→ Task details
Among the rows below, retype word for word the part that opens with the line containing "In which part of this photograph is the large" and closes with the line containing "(0, 0), (372, 459)", including both of those lines.

(Items from a labeling collection)
____________
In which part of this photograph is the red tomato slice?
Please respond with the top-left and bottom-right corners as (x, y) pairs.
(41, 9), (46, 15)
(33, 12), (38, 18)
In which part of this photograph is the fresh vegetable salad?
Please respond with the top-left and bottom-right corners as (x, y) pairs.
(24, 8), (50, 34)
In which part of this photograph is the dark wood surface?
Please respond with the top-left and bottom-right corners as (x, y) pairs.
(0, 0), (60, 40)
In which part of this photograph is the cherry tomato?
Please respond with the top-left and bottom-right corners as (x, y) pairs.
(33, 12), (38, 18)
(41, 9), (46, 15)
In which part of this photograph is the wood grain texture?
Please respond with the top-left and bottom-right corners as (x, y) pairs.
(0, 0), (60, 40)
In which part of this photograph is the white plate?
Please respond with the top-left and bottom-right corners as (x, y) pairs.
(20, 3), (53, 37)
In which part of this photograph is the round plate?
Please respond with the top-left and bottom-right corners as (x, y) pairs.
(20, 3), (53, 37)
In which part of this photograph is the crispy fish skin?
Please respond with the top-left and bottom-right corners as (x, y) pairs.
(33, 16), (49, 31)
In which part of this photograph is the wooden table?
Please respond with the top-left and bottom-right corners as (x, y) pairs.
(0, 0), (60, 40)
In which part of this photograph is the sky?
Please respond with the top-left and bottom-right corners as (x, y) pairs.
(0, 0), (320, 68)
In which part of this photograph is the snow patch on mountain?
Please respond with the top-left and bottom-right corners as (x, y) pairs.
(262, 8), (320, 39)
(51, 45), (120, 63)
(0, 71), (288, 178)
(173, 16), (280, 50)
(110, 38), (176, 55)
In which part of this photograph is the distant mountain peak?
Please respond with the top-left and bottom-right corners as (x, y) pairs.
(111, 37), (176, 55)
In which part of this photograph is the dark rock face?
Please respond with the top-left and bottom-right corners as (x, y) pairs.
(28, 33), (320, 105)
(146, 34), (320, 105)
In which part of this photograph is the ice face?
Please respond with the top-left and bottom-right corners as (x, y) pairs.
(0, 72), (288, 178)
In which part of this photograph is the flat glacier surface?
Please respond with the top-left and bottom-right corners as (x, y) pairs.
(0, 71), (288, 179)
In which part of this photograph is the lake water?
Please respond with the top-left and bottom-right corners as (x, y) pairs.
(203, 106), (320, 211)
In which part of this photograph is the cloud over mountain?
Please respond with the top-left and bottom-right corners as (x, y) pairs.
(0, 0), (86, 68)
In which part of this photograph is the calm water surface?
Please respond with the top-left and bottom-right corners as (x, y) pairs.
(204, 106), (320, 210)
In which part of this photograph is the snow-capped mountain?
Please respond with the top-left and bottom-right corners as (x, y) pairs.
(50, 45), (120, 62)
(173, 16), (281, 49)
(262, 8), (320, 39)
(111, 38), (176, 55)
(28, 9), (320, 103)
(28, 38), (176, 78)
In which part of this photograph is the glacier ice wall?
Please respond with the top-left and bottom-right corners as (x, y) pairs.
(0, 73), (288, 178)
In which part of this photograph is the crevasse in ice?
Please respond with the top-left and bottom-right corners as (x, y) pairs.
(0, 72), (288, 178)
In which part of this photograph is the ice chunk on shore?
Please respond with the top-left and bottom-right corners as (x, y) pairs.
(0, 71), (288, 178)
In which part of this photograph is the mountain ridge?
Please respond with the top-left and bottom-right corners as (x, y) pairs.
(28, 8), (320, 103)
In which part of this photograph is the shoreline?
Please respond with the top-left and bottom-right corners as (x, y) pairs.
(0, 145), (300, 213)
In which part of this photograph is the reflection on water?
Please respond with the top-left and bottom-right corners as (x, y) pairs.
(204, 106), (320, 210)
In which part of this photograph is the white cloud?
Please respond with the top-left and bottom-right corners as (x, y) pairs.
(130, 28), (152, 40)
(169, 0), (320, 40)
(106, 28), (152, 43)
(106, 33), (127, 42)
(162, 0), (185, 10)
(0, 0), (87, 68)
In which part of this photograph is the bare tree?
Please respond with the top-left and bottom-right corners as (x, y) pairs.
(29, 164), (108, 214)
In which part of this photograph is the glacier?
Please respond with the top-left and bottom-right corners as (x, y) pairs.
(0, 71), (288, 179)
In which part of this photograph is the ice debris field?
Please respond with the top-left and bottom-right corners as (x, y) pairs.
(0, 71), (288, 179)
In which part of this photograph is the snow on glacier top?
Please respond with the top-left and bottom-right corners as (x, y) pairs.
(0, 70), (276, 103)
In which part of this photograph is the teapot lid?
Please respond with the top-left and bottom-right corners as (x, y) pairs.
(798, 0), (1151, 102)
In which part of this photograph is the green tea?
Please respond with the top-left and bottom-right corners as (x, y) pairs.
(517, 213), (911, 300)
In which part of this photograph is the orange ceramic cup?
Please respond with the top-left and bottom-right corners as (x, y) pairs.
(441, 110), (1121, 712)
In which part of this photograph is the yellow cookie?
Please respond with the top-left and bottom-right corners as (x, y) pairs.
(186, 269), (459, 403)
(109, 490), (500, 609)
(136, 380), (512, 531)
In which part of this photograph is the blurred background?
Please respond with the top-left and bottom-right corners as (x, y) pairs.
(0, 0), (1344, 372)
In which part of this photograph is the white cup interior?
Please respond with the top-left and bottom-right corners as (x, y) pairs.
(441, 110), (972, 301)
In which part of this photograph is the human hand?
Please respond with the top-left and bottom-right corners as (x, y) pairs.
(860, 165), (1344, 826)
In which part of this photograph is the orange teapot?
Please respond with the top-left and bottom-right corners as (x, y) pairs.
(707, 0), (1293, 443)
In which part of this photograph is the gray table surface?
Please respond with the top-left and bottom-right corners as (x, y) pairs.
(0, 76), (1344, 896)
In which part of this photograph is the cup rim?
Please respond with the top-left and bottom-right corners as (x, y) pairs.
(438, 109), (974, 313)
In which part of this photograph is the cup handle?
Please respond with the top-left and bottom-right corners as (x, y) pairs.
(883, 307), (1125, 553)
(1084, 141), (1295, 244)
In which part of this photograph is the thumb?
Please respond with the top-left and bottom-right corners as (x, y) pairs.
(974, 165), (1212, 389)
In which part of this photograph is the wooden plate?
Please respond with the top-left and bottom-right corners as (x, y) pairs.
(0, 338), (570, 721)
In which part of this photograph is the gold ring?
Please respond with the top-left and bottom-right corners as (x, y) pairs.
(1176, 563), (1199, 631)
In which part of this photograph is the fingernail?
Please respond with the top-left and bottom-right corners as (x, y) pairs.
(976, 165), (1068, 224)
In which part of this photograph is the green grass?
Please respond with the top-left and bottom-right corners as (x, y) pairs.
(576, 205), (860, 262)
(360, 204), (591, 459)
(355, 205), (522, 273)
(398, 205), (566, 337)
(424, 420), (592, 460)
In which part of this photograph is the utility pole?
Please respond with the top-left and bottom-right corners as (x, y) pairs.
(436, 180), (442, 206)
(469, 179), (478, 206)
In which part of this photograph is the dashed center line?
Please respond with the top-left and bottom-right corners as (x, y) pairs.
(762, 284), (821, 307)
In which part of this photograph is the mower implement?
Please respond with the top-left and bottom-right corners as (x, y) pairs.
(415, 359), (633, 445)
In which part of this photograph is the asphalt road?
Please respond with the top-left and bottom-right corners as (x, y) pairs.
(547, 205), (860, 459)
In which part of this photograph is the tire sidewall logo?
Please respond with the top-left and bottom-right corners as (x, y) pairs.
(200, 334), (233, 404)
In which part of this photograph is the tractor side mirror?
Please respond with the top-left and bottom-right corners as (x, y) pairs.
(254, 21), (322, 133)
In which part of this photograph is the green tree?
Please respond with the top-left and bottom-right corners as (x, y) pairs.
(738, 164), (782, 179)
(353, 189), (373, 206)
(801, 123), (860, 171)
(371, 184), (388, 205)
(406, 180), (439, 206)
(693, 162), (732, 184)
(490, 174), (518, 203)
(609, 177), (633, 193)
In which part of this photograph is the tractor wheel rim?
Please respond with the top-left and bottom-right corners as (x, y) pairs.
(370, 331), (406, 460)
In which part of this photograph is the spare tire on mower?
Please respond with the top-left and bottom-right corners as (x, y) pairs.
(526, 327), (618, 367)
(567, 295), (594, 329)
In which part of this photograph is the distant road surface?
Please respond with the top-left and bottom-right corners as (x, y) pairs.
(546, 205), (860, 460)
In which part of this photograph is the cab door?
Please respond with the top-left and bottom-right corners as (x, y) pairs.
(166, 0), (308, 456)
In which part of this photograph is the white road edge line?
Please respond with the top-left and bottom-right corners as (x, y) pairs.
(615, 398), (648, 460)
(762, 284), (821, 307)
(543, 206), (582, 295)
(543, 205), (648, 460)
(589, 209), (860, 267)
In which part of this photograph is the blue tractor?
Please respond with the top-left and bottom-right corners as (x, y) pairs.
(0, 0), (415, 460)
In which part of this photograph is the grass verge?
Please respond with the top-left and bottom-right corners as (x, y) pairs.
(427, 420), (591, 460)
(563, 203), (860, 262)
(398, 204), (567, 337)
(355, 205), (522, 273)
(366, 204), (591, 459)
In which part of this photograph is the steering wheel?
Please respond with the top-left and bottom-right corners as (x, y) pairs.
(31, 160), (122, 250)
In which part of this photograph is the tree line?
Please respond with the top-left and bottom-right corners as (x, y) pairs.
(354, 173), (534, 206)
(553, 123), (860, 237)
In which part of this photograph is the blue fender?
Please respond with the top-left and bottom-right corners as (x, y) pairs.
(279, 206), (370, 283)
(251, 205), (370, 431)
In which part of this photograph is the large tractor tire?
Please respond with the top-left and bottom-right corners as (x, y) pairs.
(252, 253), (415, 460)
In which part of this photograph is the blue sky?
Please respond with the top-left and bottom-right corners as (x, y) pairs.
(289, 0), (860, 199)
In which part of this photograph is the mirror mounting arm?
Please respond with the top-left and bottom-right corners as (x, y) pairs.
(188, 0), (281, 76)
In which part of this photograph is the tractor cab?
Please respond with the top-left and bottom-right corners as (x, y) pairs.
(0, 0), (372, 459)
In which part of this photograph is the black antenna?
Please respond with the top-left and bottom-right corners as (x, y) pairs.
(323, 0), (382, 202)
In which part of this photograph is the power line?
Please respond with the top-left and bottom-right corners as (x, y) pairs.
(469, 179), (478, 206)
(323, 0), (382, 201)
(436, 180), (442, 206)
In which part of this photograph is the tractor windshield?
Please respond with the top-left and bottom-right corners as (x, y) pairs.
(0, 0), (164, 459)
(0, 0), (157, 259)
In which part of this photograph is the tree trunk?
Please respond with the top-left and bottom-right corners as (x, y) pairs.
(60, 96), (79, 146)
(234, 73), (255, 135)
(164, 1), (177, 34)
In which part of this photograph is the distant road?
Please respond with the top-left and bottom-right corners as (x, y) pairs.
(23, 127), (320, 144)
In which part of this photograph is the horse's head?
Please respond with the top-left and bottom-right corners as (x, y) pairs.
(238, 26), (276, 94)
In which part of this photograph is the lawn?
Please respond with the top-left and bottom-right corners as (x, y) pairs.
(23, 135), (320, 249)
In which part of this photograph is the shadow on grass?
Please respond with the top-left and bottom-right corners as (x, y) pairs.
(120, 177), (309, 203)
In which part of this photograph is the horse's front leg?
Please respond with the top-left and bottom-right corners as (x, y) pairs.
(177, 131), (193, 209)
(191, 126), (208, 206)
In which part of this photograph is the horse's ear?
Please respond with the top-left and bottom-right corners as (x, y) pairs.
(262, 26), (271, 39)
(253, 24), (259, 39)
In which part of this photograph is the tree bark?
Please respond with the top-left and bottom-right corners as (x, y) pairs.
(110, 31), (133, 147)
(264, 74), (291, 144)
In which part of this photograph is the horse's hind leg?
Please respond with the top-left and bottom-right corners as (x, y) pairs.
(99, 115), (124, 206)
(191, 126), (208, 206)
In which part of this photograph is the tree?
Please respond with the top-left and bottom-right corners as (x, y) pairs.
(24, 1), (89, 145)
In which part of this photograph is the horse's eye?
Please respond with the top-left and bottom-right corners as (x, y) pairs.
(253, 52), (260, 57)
____________
→ Output of the exercise
In which part of this photograph is the large tractor tire?
Please respond with the top-left and bottom-right corners as (x, y) pairs.
(252, 253), (415, 460)
In which part of this photograph is the blue sky?
Please respond with the top-left and bottom-right corners as (x, y) pairs.
(289, 0), (860, 199)
In which part of this photograph is the mirror mounting arm?
Please respond with the top-left and bottom-right corners as (x, y) pairs.
(188, 0), (281, 76)
In which part of this photograph is the tractor cab?
Please respond with the top-left and bottom-right corners as (x, y) pairs.
(0, 0), (372, 459)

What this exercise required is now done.